Image location labeling entries:
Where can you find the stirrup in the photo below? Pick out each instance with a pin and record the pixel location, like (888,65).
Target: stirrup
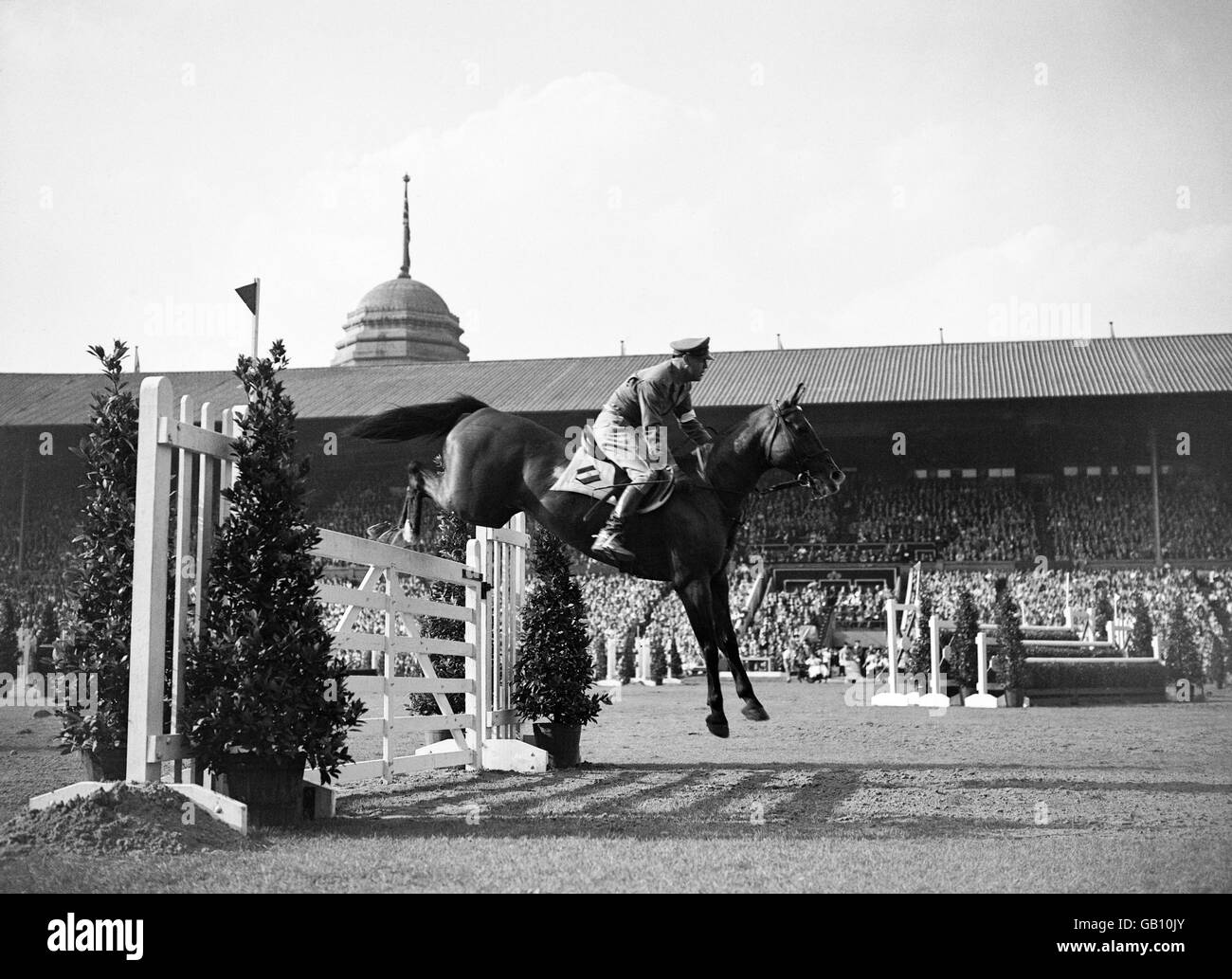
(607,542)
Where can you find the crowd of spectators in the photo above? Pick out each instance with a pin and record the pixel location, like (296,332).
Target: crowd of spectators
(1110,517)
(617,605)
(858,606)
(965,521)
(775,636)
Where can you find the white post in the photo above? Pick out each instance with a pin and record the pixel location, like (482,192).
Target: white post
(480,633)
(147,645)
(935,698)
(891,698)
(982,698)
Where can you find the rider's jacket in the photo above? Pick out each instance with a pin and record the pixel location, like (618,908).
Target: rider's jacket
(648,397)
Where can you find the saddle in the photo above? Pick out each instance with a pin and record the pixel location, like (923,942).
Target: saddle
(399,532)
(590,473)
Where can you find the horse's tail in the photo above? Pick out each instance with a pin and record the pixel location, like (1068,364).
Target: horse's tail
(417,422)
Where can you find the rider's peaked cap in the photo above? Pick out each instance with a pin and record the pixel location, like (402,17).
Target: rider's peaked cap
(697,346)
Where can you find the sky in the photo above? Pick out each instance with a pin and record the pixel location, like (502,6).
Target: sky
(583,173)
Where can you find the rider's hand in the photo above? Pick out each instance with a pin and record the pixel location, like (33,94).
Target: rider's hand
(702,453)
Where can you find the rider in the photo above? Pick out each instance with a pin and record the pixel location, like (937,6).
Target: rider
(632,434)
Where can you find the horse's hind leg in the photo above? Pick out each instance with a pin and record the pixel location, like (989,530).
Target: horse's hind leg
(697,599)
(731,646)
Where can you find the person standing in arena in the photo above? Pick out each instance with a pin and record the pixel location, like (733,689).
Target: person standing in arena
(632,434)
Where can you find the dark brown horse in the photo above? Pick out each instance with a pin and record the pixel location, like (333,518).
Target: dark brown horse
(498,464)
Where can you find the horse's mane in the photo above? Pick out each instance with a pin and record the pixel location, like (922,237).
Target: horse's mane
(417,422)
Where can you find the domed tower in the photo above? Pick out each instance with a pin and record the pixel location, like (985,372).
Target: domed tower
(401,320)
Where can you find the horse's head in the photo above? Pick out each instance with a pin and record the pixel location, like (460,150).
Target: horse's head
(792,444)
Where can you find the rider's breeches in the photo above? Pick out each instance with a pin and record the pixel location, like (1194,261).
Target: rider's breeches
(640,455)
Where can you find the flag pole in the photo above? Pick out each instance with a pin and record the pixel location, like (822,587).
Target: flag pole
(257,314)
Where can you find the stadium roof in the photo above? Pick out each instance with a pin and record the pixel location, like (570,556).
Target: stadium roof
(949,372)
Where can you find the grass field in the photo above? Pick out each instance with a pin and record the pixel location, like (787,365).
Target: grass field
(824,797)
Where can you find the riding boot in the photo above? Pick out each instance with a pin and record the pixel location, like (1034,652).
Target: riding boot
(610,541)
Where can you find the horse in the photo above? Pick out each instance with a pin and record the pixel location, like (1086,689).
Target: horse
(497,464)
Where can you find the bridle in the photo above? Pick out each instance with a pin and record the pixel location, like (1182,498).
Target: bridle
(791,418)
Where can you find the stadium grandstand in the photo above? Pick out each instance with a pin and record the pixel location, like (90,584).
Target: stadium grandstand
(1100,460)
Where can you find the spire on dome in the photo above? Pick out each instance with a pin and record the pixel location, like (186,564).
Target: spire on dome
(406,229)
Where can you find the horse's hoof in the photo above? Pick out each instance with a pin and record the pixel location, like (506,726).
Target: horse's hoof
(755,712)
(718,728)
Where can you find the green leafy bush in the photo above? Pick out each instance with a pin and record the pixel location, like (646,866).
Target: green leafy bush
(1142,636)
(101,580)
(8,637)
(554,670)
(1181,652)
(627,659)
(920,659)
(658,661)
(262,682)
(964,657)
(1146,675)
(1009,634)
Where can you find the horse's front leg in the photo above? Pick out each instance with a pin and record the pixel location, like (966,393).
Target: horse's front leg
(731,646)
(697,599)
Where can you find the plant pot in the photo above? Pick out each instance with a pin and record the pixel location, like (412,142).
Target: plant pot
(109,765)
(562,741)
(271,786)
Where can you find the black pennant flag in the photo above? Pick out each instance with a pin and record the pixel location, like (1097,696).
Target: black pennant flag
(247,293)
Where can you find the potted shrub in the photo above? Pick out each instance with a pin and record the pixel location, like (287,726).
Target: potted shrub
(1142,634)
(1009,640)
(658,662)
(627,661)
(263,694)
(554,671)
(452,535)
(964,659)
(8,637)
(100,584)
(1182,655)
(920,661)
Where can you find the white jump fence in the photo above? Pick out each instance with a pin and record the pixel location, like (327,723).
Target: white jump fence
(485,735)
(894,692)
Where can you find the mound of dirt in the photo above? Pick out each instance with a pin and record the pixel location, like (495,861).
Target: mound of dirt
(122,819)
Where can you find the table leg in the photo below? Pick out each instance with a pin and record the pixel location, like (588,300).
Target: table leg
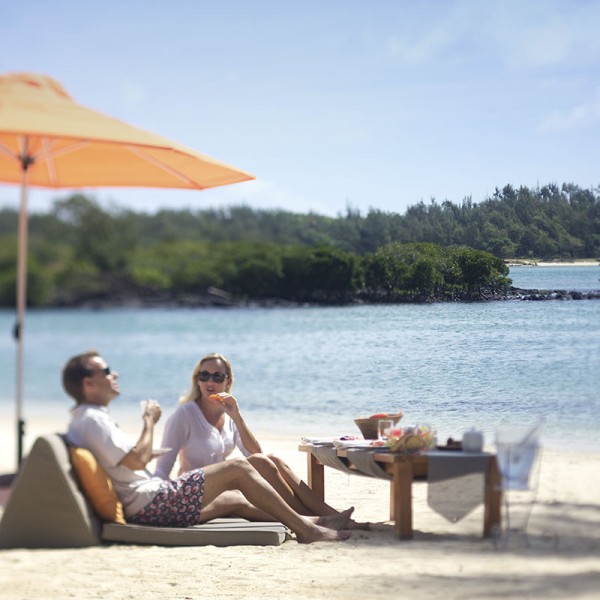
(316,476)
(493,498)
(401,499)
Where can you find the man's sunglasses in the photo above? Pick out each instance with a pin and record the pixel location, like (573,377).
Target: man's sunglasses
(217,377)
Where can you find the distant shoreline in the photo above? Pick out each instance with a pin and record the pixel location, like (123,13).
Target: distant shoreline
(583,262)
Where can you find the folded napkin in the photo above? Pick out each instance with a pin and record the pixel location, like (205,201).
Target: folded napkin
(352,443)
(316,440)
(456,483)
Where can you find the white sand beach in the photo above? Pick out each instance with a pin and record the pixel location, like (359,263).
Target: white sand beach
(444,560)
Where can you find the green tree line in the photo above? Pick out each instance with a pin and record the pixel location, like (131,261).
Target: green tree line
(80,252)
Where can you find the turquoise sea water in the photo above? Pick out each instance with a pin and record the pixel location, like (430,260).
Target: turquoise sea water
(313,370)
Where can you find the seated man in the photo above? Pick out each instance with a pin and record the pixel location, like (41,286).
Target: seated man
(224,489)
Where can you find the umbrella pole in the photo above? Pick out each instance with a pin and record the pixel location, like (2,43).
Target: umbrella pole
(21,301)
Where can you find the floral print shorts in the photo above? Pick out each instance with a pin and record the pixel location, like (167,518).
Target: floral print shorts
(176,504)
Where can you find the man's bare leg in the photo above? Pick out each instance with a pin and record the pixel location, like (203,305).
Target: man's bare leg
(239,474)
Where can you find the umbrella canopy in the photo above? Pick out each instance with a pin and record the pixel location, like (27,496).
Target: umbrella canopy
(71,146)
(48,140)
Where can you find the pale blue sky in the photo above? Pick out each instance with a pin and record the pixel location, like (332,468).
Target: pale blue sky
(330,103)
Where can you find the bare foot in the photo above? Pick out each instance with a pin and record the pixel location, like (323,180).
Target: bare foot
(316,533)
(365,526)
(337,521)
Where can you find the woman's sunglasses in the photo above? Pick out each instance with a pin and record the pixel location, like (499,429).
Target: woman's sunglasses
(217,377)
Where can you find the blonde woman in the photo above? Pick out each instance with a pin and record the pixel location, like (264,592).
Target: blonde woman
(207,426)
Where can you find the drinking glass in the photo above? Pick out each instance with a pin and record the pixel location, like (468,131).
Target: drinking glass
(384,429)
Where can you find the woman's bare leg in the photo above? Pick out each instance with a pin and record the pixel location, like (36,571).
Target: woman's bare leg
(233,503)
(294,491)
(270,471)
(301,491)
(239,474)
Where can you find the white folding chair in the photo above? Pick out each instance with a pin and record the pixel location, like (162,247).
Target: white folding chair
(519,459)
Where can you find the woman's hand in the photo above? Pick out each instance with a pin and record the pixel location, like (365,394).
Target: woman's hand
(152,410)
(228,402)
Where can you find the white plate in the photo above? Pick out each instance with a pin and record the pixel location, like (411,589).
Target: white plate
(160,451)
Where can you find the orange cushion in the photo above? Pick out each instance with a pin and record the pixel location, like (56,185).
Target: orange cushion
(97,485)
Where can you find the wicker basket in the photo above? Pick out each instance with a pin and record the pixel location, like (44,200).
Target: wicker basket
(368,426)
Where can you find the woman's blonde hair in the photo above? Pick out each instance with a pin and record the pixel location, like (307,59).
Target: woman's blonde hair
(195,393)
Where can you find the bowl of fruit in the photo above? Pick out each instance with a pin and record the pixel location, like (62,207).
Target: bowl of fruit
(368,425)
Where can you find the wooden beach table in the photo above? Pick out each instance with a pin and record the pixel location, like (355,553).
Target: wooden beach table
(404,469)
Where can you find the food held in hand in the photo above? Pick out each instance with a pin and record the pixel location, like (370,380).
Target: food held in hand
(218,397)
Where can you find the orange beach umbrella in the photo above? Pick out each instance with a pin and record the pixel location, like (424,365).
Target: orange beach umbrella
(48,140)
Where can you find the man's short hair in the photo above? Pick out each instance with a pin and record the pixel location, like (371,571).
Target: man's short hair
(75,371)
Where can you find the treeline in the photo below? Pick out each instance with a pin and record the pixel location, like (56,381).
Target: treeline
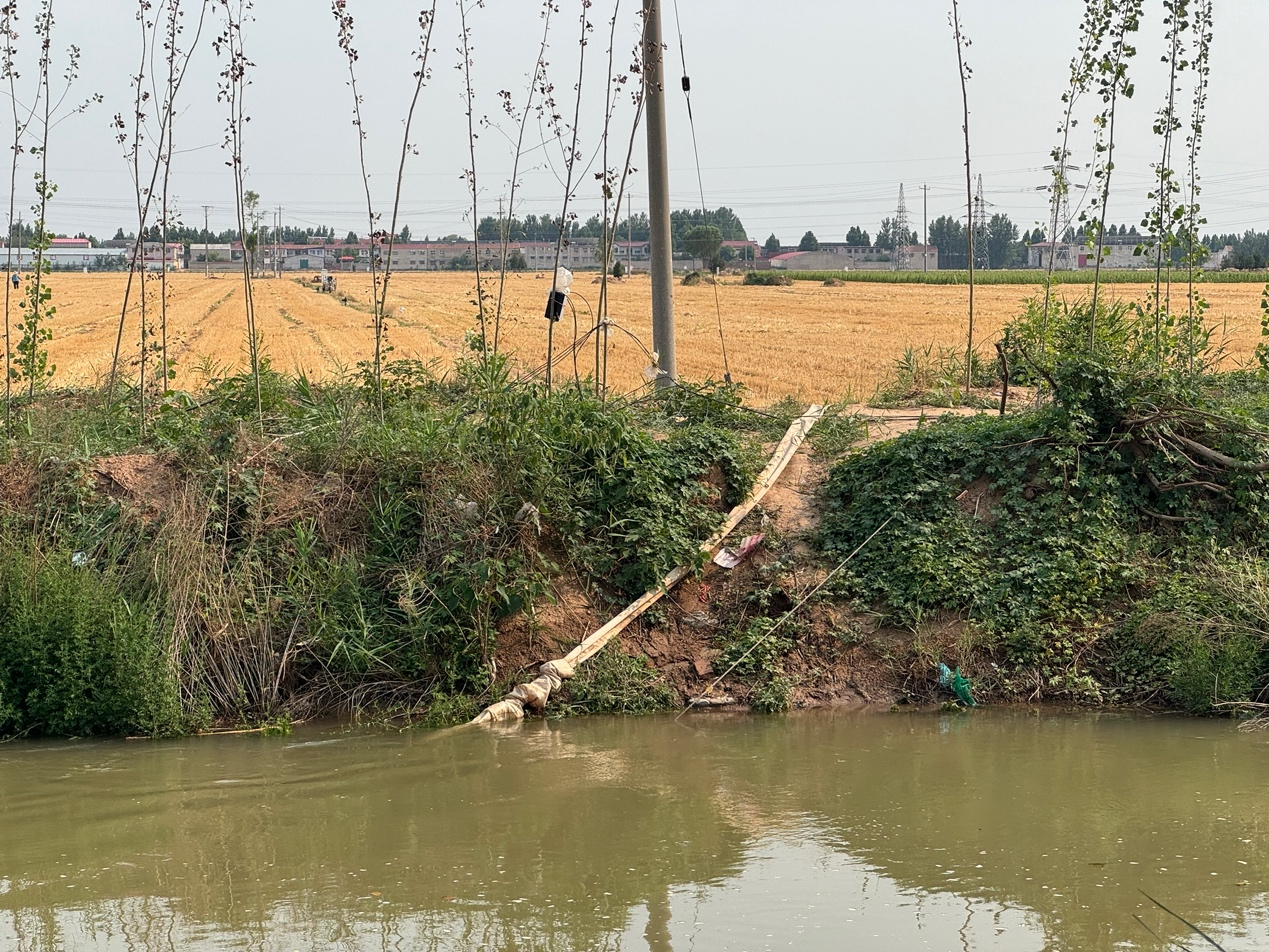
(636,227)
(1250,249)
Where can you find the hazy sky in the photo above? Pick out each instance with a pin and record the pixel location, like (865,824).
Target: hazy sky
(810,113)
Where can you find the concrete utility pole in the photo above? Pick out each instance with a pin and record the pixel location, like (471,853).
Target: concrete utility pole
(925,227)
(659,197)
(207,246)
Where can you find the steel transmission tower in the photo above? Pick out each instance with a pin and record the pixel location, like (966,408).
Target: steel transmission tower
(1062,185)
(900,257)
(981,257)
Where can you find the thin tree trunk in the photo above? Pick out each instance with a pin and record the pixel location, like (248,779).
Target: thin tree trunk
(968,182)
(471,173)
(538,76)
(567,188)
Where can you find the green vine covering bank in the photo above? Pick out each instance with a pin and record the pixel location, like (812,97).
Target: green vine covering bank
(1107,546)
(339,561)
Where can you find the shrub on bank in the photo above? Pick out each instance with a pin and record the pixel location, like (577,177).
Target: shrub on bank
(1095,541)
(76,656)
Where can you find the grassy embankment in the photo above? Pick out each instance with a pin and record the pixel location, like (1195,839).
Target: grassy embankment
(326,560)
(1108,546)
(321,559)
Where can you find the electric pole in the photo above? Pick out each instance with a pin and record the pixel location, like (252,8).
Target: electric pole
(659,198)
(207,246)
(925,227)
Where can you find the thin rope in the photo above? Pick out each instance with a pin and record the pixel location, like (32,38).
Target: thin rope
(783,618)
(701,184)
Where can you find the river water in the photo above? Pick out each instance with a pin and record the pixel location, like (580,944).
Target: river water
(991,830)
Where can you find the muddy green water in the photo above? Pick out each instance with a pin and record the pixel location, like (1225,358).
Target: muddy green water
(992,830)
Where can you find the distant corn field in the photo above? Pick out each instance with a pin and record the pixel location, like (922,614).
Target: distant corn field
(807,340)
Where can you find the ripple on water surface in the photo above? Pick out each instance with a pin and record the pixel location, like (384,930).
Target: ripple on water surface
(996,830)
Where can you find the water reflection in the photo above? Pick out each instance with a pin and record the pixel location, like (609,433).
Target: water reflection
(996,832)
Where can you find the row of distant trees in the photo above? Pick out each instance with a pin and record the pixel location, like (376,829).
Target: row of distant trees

#### AIM:
Repeat word for word each line from the one with "Where can you find the electric" to the end of the records above, inclusive.

#### TASK RESPONSE:
Where can you find the electric pole in the photo above? Pick out each instance with a pin and record the pixel location, like (252,8).
Target: electric pole
(659,198)
(207,246)
(925,227)
Where can you find the thin rope in the photo above? Pick out each instance with a pin and record the pixel location, like (32,38).
Target: thin rope
(783,618)
(701,184)
Where can you find the river water in the photo above? Pick out each instance with a pin and record the pixel location, like (580,944).
Target: river water
(991,830)
Where can you find the muddy green water in the photo above? Pick out each instance with a pin and record the pixel location, like (1225,358).
Target: muddy green water
(992,830)
Where can you find the distant corn field in the photo above? Pick out each instance with a pin and record the pixel location, like (922,614).
Target: distant corn field
(807,340)
Where can you find the ripple on water surface in the photo above? Pick out each instance with a pin and record the pixel location, like (384,930).
Target: ripple on water surface
(996,830)
Where can you find the water reflection in the photo above? Pick out each instance with a pin and record the pixel location, like (609,433).
Target: water reflection
(996,832)
Where can you find the row of distant trees in the photo above? Pick out each instance with a pin and record the pixel location, like (376,829).
Target: row of distant trees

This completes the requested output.